Source data
==============================

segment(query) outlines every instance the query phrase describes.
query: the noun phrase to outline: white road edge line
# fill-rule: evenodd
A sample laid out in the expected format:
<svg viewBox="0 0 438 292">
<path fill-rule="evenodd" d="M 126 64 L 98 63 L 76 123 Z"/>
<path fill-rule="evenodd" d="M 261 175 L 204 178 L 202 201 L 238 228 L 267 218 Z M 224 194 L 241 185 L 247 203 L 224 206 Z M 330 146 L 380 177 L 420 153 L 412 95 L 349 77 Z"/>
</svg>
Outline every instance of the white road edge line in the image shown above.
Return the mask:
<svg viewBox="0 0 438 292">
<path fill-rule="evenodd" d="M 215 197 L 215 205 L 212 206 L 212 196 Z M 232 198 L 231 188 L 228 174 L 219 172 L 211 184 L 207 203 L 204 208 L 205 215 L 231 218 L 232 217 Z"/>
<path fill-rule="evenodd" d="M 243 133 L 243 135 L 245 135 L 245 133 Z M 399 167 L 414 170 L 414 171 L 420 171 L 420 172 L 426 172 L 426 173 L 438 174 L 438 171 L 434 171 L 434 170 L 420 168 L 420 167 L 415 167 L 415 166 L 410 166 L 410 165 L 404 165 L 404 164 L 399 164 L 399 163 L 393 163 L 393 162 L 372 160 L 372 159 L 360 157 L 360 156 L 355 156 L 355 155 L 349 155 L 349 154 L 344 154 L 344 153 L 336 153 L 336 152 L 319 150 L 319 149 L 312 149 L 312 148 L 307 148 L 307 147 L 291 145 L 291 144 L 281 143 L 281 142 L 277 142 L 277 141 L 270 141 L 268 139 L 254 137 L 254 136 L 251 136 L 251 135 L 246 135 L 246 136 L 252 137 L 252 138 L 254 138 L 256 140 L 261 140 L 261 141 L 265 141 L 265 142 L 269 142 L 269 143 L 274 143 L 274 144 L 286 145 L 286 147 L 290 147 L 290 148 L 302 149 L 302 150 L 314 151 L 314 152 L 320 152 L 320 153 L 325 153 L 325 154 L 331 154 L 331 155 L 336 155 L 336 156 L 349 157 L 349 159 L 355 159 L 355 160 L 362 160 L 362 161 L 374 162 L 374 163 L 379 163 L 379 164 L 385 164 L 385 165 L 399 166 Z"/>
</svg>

==============================

*Aim*:
Rewrite all of the items above, replacing "white road edge line" with "dashed lane marking" and leaving everything else as it is.

*Reply to the exercise*:
segment(query) outlines every instance the query phrase describes.
query: the noun phrase to outline: dashed lane marking
# fill-rule: evenodd
A sample laid out in the expected format:
<svg viewBox="0 0 438 292">
<path fill-rule="evenodd" d="M 126 64 L 98 63 L 76 123 Z"/>
<path fill-rule="evenodd" d="M 261 175 L 204 178 L 202 201 L 238 228 L 267 218 Z M 224 194 L 241 185 L 247 203 L 224 206 Z M 330 146 L 380 177 L 420 153 L 412 95 L 349 77 Z"/>
</svg>
Outline every instance of the dashed lane marking in the image shown above.
Return the mask:
<svg viewBox="0 0 438 292">
<path fill-rule="evenodd" d="M 215 197 L 215 205 L 212 206 L 212 196 Z M 232 198 L 231 188 L 228 174 L 219 172 L 211 184 L 207 203 L 204 208 L 205 215 L 231 218 L 232 217 Z"/>
<path fill-rule="evenodd" d="M 243 133 L 243 135 L 245 135 L 245 133 Z M 399 167 L 414 170 L 414 171 L 420 171 L 420 172 L 426 172 L 426 173 L 438 174 L 438 171 L 434 171 L 434 170 L 420 168 L 420 167 L 415 167 L 415 166 L 410 166 L 410 165 L 404 165 L 404 164 L 399 164 L 399 163 L 393 163 L 393 162 L 372 160 L 372 159 L 360 157 L 360 156 L 355 156 L 355 155 L 349 155 L 349 154 L 344 154 L 344 153 L 336 153 L 336 152 L 319 150 L 319 149 L 312 149 L 312 148 L 307 148 L 307 147 L 291 145 L 291 144 L 281 143 L 281 142 L 277 142 L 277 141 L 270 141 L 268 139 L 254 137 L 254 136 L 251 136 L 251 135 L 246 135 L 246 136 L 252 137 L 252 138 L 254 138 L 256 140 L 261 140 L 261 141 L 265 141 L 265 142 L 269 142 L 269 143 L 274 143 L 274 144 L 286 145 L 286 147 L 290 147 L 290 148 L 302 149 L 302 150 L 314 151 L 314 152 L 320 152 L 320 153 L 325 153 L 325 154 L 331 154 L 331 155 L 336 155 L 336 156 L 349 157 L 349 159 L 355 159 L 355 160 L 362 160 L 362 161 L 374 162 L 374 163 L 379 163 L 379 164 L 385 164 L 385 165 L 399 166 Z"/>
</svg>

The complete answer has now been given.